Según el artículo de S. Leverrier-Penna publicado en Human Reproduction el 02/02/2018 y divulgado en OKILAB
Does ibuprofen use during the first trimester of pregnancy interfere with the development of the human fetal ovary?
In human fetuses, ibuprofen exposure is deleterious for ovarian germ cells.
In utero stages of ovarian development define the future reproductive capacity of a woman. In rodents, analgesics can impair the development of the fetal ovary leading to early onset of fertility failure. Ibuprofen, which is available over-the-counter, has been reported as a frequently consumed medication during pregnancy, especially during the first trimester when the ovarian germ cells undergo crucial steps of proliferation and differentiation.
Organotypic cultures of human ovaries obtained from 7 to 12 developmental week (DW) fetuses were exposed to ibuprofen at 1–100 μM for 2, 4 or 7 days. For each individual, a control culture (vehicle) was included and compared to its treated counterpart. A total of 185 individual samples were included.

DATASET >>

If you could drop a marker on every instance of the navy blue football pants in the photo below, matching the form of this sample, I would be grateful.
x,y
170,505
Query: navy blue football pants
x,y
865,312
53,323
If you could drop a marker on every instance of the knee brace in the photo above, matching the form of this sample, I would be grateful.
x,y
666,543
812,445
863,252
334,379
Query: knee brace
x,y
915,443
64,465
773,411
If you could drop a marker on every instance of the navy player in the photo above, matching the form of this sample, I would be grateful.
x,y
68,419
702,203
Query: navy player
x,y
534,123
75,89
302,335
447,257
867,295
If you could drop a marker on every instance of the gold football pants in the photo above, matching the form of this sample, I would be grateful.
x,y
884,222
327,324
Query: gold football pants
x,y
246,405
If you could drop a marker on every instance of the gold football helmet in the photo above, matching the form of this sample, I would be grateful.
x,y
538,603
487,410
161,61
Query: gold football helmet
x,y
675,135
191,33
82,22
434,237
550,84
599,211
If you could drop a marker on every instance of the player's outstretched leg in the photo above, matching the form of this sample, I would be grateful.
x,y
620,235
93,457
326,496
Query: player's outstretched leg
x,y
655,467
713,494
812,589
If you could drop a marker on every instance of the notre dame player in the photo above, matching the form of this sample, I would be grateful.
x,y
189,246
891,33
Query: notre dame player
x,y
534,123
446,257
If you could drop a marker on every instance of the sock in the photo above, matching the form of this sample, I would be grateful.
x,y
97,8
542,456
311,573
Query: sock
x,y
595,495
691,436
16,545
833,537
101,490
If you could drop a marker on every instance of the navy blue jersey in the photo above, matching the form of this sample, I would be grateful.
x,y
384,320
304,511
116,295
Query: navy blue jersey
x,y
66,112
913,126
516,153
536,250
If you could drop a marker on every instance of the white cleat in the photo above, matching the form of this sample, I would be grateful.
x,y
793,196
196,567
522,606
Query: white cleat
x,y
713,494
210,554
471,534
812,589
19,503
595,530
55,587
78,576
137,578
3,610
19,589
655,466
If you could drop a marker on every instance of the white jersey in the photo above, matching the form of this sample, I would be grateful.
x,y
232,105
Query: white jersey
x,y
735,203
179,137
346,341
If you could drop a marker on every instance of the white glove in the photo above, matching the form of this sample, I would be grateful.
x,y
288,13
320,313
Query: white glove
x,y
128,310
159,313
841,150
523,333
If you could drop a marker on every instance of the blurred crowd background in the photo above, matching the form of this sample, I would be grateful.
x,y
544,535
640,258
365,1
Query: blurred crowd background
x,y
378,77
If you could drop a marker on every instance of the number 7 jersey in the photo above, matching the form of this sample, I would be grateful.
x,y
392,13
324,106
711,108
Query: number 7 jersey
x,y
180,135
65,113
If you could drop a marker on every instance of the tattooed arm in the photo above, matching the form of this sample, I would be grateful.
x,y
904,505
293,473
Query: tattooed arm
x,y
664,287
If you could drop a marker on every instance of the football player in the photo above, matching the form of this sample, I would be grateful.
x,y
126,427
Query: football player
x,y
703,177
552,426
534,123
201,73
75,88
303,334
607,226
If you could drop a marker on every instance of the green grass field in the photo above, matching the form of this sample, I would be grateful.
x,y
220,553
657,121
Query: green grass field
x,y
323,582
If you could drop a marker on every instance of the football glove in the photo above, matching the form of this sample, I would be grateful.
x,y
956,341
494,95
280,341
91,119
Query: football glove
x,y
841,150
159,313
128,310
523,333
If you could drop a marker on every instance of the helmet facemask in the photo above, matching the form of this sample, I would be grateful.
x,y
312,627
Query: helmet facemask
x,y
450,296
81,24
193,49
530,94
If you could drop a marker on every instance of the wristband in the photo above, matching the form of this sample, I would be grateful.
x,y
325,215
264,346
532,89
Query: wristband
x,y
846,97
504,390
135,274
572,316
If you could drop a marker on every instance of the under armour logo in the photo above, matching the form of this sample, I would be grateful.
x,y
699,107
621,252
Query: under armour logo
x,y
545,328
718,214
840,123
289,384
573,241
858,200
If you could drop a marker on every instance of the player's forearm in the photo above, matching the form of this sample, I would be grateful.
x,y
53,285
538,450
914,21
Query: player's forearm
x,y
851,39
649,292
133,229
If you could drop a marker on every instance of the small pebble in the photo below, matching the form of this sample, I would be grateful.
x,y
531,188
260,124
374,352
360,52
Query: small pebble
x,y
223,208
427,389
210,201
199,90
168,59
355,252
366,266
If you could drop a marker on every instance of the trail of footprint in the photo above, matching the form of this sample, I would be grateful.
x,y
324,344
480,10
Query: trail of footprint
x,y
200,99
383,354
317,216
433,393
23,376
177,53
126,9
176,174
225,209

TASK TO COMPLETE >>
Extend the text on ibuprofen and the fetal ovary from its last sentence. The rows are unrelated to what comes next and can be left aside.

OUTPUT OF THE TASK >>
Ovarian explants were analyzed by flow cytometry, immunohistochemistry and quantitative PCR. Endpoints focused on ovarian cell number, cell death, proliferation and germ cell complement. To analyze the possible range of exposure, ibuprofen was measured in the umbilical cord blood from the women exposed or not to ibuprofen prior to termination of pregnancy.
Human ovarian explants exposed to 10 and 100 μM ibuprofen showed reduced cell number, less proliferating cells, increased apoptosis and a dramatic loss of germ cell number, regardless of the gestational age of the fetus. Significant effects were observed after 7 days of exposure to 10 μM ibuprofen. At this concentration, apoptosis was observed as early as 2 days of treatment, along with a decrease in M2A-positive germ cell number. These deleterious effects of ibuprofen were not fully rescued after 5 days of drug withdrawal.
This study was performed in an experimental setting of human ovaries explants exposed to the drug in culture, which may not fully recapitulate the complexity of in vivo exposure and organ development. Inter-individual variability is also to be taken into account.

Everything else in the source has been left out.